** 課題一覧 **
1. 引用文の「2022-08-10 09:49:35 | 日本精神」から「新しい倫理学が誕生しました。」までを、両端を含めてそのまま書き写してください。
2. 引用文によると、和辻が『人間の学としての倫理学』を刊行したのはいつですか。
##### 引用文
2022-08-10 09:49:35 | 日本精神
●人は独りでなく間柄的存在

 現代文明は行き詰まっており、人類は生存の危機にあります。そうした中で、私たちの生き方が根本から問われています。
 今日、大抵の人は、自分というものがなによりも大切だと感じ、個人の自由や権利を守り、自分らしく生きることが目標だと考えます。実はこうした個人を中心に考える考え方は、人間の歴史から見ると、とても新しい考え方です。わずか300~400年程前、西欧に始まった考えです。近代西欧から広がったこの思想は、個人や自我が独立して存在するものと考えます。これに対し、根本的な反論を述べたのが、和辻哲郎です。
 和辻は、漢語の「人間」という言葉は本来、人と人の間すなわち「よのなか」「世間」を意味し、「俗に誤って人の意となった」と指摘します。これを踏まえて、和辻は、「人間」とは「世の中自身であるとともにまた世の中における人である」と述べます。言い換えると、人間には「個人性と社会性の二重性格がある」というわけです。性格といっても文字通りの意味ではなく、個人性と社会性の両面があると理解すればよいでしょう。
 和辻は『人間の学としての倫理学』(昭和9年刊)で、自論を展開します。彼によると、「倫理」の「倫」という言葉は、元来「なかま」を意味し、人と人の「間柄(あいだがら)」や「行為的連関」(係わり合い)の仕方や秩序をも意味します。一方、「倫理」の「理」は、ことわり、すじ道を意味します。それゆえ「倫理」とは「人々の間柄の道であり秩序であって、それあるがゆえに間柄そのものが可能にせられる」ものです。そして、和辻は、倫理学とは「人間関係、従って人間の共同態の根底たる秩序・道理を明らかにしようとする学問」であると定義します。彼によって、個人ではなく間柄を基本においた、新しい倫理学が誕生しました。
##########
##### データ一覧
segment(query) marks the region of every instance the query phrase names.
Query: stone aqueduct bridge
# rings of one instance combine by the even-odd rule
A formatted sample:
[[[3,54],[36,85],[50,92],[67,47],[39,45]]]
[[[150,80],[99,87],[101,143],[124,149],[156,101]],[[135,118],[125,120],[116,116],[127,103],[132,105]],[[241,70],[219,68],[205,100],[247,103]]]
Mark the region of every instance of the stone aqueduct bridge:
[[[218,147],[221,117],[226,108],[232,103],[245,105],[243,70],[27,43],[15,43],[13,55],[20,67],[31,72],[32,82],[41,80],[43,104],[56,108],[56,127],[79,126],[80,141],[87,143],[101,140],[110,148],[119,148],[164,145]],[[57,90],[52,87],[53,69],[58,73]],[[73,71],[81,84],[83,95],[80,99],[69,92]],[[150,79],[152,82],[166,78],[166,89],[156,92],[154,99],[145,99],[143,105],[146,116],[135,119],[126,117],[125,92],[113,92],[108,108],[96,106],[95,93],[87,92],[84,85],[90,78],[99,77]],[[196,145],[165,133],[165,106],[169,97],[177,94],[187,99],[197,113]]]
##########
** 課題別の解答 **
1.
2022-08-10 09:49:35 | 日本精神
●人は独りでなく間柄的存在

 現代文明は行き詰まっており、人類は生存の危機にあります。そうした中で、私たちの生き方が根本から問われています。
 今日、大抵の人は、自分というものがなによりも大切だと感じ、個人の自由や権利を守り、自分らしく生きることが目標だと考えます。実はこうした個人を中心に考える考え方は、人間の歴史から見ると、とても新しい考え方です。わずか300~400年程前、西欧に始まった考えです。近代西欧から広がったこの思想は、個人や自我が独立して存在するものと考えます。これに対し、根本的な反論を述べたのが、和辻哲郎です。
 和辻は、漢語の「人間」という言葉は本来、人と人の間すなわち「よのなか」「世間」を意味し、「俗に誤って人の意となった」と指摘します。これを踏まえて、和辻は、「人間」とは「世の中自身であるとともにまた世の中における人である」と述べます。言い換えると、人間には「個人性と社会性の二重性格がある」というわけです。性格といっても文字通りの意味ではなく、個人性と社会性の両面があると理解すればよいでしょう。
 和辻は『人間の学としての倫理学』(昭和9年刊)で、自論を展開します。彼によると、「倫理」の「倫」という言葉は、元来「なかま」を意味し、人と人の「間柄(あいだがら)」や「行為的連関」(係わり合い)の仕方や秩序をも意味します。一方、「倫理」の「理」は、ことわり、すじ道を意味します。それゆえ「倫理」とは「人々の間柄の道であり秩序であって、それあるがゆえに間柄そのものが可能にせられる」ものです。そして、和辻は、倫理学とは「人間関係、従って人間の共同態の根底たる秩序・道理を明らかにしようとする学問」であると定義します。彼によって、個人ではなく間柄を基本においた、新しい倫理学が誕生しました。

2. 昭和9年です。